In Naaman’s home there lived a little Israelite servant girl who had been taken captive by one of the many roving bands of Arameans. Imagine what that little girl had endured. Now she waited on Naaman’s wife, and one day this little unnamed girl said to her mistress, “I wish that my master were with the prophet who is in Samaria! Then he would cure him of his leprosy.”
Obviously Naaman’s wife told her husband what this servant girl had said, because soon Naaman was telling the king about it. The king of Aram wrote a letter to the king of Israel, and soon Naaman was on his way. With him he took a huge wealth of silver and gold, along with ten changes of clothes. He was ready to impress and he was willing to pay the price.
Eventually Naaman made it to the prophet Elisha. There stood Naaman in Elisha’s doorway, along with all of his horses and chariots and wealth and changes of clothes…….and servants. I’m sure that was quite a sight to see. Not only a large caravan at the front door, but an enemy caravan to boot.
Now wouldn’t you think that Elisha would come out to greet Naaman? It was pretty impressive to have this group show up at the front door. But no……Elisha stayed inside and instead sent a messenger out to give Naaman a message. The message was that Naaman should go wash in the Jordan seven times and then he would be healed. That’s it.
Naaman obviously wasn’t used to being treated this way. He was furious as he went away from Elisha’s house. “I thought for sure that Elisha would come out and call on the name of the Lord his God and wave his hand over the place and cure the leper!” Naaman exclaimed.
“And furthermore, are not the rivers of Damascus better than all the waters of Israel? Can I not wash in them and be clean?” he continued. So Naaman stormed off in a rage and all seemed lost.
But once again, there were servants who came to the rescue. Unknown servants……unknown to us. “My father,” they said to Naaman, “had the prophet told you to do some great thing, would you not have done it? How much more then when he said to you to wash, and be clean?”

WHAT TO WORK ON:
1) Reproduce the passage about Naaman and Elisha verbatim, covering the stretch from "In Naaman’s home" through "pay the price.".
2) Carry on the account of Naaman and Elisha, beginning after its final sentence.

SUPPLIED MATERIAL:
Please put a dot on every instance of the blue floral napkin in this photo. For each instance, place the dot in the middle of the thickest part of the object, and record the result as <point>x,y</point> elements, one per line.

OUTPUTS BY TASK:
1)
In Naaman’s home there lived a little Israelite servant girl who had been taken captive by one of the many roving bands of Arameans. Imagine what that little girl had endured. Now she waited on Naaman’s wife, and one day this little unnamed girl said to her mistress, “I wish that my master were with the prophet who is in Samaria! Then he would cure him of his leprosy.”
Obviously Naaman’s wife told her husband what this servant girl had said, because soon Naaman was telling the king about it. The king of Aram wrote a letter to the king of Israel, and soon Naaman was on his way. With him he took a huge wealth of silver and gold, along with ten changes of clothes. He was ready to impress and he was willing to pay the price.

2)
Naaman listened to his servants. He didn’t seem to hesitate but instead went down to the Jordan, dipped himself in the waters seven times, and then came out with the flesh of a little child…….pure and clean.
What I love about this story is the impact of the servants. The little servant girl…….what’s her name? Oh, we don’t know her name. And those other servants? Now who were they? We don’t have a clue. But look how they were used by God. The little brave servant girl set things in motion for Naaman to be healed, and the possible terrified servants of Naaman encouraged their master to obey the prophet’s God and go dip in the Jordan.
What if the servants had been afraid to speak to their masters about what they should do? What if they had felt unqualified to say anything? What if they had decided that they really didn’t like their masters and so they would remain quiet?
What if that little country woman in the mountains of North Carolina had not spoken to that tall young man back in 1975? That young man was Gary, my husband of nearly 35 years. But back in 1975 he was a disillusioned young man who had been drafted during Vietnam, and had returned vowing that no one would ever tell him what to do again. Gary lived in the beautiful Smokey mountains, working by day and reading philosophy books at night as he sought after truth.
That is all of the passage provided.